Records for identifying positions
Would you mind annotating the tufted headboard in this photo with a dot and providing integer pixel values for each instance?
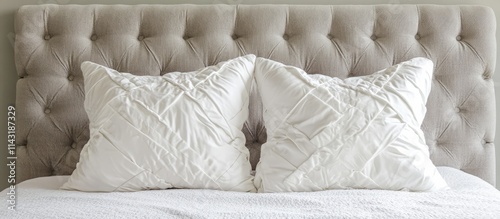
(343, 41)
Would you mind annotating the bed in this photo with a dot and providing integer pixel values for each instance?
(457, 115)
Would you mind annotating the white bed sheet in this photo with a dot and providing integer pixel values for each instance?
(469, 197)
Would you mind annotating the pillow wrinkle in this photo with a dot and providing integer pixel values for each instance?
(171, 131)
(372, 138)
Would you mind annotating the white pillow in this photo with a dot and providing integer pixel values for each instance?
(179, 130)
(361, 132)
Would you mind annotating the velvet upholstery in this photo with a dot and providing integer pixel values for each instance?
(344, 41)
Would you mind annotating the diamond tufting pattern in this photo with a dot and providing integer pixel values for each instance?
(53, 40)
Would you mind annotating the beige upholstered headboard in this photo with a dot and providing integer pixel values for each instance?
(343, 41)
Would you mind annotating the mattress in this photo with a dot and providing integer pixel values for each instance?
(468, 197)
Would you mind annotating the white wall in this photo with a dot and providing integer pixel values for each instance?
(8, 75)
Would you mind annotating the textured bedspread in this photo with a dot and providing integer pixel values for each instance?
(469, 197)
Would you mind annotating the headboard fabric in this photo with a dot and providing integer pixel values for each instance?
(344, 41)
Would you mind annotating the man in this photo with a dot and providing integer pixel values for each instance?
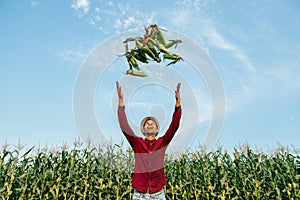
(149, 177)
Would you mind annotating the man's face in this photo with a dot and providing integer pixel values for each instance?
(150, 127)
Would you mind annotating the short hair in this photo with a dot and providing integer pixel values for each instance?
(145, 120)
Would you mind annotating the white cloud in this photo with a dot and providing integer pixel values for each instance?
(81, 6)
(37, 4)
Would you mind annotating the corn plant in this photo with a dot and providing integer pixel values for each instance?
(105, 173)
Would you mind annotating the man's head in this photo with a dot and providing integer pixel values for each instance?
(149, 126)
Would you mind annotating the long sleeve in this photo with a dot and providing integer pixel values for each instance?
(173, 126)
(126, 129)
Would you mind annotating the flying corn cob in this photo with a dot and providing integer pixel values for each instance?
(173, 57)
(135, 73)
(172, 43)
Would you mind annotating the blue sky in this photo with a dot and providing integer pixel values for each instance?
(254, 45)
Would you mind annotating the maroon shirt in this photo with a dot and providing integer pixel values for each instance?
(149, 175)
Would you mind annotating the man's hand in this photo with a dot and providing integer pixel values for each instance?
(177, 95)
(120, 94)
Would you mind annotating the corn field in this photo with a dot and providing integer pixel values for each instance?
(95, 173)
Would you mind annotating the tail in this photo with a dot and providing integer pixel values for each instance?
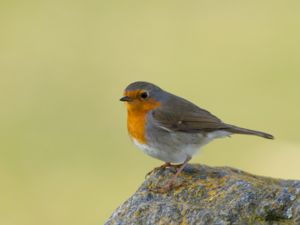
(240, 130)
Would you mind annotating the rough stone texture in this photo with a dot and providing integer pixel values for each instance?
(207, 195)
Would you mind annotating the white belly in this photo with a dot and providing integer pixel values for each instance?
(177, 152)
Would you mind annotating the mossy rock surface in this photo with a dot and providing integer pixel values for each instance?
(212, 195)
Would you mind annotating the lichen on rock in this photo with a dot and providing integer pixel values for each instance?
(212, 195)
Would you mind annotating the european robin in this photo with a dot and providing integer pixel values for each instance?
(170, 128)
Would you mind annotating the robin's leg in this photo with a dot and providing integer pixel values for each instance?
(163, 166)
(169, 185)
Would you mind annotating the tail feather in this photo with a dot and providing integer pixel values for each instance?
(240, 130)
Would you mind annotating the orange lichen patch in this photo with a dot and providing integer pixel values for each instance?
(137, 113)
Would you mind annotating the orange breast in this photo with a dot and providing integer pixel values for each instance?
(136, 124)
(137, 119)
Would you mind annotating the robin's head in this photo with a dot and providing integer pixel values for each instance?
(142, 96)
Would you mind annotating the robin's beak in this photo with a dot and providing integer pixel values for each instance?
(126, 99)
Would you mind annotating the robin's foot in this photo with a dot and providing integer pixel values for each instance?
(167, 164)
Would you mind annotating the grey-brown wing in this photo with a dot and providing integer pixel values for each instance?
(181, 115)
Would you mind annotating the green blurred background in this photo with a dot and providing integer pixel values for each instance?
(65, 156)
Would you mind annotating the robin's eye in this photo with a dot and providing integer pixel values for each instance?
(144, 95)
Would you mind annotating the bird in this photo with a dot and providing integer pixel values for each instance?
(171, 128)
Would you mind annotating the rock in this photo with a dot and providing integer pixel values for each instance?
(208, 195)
...
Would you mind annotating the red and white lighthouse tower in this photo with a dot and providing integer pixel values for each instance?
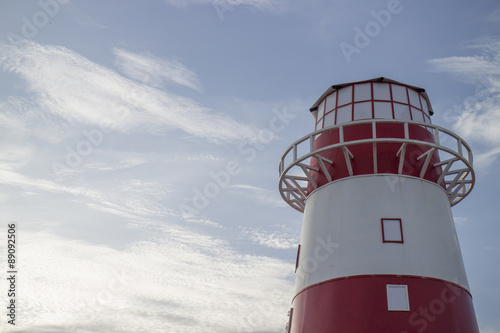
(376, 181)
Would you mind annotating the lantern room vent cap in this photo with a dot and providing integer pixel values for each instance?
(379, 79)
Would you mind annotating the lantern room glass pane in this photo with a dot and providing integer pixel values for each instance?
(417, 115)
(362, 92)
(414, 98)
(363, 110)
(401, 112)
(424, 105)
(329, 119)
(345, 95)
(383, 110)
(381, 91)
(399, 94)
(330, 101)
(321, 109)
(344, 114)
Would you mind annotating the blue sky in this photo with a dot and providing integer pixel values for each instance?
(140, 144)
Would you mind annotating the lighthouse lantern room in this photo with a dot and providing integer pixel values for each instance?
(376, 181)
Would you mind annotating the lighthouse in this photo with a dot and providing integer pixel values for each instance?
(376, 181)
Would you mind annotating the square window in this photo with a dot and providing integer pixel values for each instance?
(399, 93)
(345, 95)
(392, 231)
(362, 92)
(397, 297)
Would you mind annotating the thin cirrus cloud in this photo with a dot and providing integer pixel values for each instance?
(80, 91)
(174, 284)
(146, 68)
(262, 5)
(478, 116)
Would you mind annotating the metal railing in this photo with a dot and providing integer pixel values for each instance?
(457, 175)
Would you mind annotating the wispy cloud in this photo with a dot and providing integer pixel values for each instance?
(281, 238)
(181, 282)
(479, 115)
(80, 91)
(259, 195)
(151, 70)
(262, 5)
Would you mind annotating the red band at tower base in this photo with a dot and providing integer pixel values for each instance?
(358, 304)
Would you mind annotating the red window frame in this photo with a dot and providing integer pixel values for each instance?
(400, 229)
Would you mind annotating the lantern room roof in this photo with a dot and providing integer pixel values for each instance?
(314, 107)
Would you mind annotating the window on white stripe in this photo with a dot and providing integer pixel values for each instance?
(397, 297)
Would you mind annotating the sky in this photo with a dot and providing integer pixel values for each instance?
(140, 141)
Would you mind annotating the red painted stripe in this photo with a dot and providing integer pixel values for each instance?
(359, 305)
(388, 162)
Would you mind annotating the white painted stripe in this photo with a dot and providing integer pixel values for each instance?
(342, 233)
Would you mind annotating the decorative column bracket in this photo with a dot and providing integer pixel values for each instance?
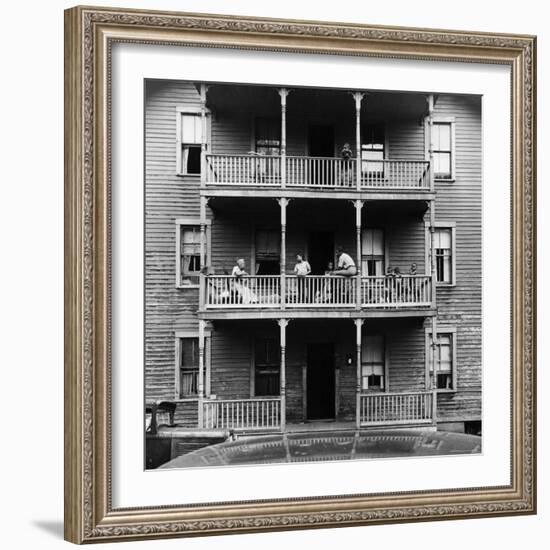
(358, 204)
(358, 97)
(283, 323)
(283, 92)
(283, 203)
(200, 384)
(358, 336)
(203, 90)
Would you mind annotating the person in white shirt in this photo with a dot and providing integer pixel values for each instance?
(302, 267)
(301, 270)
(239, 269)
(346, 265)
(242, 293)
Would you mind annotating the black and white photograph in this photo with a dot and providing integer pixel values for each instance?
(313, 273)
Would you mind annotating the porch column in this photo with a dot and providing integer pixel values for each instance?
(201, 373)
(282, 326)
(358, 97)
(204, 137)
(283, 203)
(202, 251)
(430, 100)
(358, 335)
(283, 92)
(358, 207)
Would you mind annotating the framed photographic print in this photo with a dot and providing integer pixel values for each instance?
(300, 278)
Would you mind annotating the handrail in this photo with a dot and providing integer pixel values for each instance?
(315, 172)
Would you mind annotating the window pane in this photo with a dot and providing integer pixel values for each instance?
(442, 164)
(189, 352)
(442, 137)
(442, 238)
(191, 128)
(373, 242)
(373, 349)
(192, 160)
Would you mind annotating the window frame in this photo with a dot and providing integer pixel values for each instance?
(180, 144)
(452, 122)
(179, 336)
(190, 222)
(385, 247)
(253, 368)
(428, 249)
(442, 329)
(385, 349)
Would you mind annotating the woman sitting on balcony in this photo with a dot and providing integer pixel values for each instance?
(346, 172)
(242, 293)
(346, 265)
==
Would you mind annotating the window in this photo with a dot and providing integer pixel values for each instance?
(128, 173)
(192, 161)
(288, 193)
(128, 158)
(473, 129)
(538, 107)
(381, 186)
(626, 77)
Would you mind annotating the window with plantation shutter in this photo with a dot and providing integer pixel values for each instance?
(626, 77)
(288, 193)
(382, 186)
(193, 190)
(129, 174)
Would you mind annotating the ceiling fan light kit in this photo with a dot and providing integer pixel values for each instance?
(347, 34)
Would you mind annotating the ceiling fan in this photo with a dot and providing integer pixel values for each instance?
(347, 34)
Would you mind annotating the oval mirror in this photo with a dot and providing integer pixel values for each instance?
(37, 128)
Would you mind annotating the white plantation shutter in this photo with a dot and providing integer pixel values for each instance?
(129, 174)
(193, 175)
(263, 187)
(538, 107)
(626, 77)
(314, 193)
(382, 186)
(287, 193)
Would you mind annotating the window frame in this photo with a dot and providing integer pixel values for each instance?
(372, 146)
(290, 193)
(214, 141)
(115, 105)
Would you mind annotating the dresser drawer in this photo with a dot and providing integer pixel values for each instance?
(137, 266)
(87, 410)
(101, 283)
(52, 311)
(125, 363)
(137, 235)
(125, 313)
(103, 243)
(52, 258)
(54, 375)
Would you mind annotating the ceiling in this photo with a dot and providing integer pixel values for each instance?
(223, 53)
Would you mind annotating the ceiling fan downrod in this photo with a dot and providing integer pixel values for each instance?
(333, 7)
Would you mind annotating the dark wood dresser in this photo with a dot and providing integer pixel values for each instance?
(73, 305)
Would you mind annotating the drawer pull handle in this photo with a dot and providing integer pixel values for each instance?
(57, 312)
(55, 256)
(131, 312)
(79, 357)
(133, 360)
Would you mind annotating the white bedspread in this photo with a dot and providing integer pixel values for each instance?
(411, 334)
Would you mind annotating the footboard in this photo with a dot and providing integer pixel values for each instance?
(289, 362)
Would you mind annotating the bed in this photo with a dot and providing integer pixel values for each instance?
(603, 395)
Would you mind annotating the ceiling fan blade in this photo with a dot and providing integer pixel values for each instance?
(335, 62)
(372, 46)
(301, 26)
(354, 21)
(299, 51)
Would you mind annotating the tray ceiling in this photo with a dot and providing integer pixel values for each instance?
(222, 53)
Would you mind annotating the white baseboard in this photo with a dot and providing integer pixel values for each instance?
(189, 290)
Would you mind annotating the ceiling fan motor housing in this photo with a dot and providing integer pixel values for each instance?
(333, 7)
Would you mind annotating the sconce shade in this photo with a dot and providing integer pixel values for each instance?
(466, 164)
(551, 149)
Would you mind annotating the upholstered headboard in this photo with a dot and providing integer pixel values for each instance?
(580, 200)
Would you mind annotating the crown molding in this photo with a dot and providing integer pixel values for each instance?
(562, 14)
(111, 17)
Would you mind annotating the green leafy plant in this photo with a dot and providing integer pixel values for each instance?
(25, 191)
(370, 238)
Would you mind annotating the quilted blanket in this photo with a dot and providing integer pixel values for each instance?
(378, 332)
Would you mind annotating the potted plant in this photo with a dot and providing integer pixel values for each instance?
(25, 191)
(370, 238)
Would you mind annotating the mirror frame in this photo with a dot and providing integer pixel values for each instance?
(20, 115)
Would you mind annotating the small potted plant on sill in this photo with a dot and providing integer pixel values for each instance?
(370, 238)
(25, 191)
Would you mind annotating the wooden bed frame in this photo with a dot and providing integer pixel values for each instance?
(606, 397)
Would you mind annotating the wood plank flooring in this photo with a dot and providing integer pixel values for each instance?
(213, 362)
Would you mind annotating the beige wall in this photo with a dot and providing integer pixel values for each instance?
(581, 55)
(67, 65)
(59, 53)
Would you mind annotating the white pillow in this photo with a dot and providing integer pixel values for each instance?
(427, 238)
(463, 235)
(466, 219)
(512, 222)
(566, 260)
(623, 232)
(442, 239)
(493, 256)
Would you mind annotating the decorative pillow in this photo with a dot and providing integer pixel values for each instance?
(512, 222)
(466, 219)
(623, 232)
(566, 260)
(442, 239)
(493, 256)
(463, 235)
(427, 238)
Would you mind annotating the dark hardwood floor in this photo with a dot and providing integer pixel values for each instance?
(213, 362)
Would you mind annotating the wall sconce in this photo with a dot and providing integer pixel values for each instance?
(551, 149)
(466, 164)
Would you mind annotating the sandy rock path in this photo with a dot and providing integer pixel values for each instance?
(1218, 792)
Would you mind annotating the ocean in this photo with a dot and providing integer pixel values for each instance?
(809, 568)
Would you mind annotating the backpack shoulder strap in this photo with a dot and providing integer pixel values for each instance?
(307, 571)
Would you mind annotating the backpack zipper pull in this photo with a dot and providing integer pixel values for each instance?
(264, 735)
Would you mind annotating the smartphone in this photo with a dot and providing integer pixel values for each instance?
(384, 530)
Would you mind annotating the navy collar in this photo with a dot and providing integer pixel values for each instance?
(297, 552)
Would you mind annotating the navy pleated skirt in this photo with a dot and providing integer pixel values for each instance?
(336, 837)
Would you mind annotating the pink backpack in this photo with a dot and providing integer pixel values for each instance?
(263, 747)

*WRITTEN INSTRUCTION*.
Tally the lines of the records that contain the string "navy" and give only that number.

*SOLUTION TO THIS PROBLEM*.
2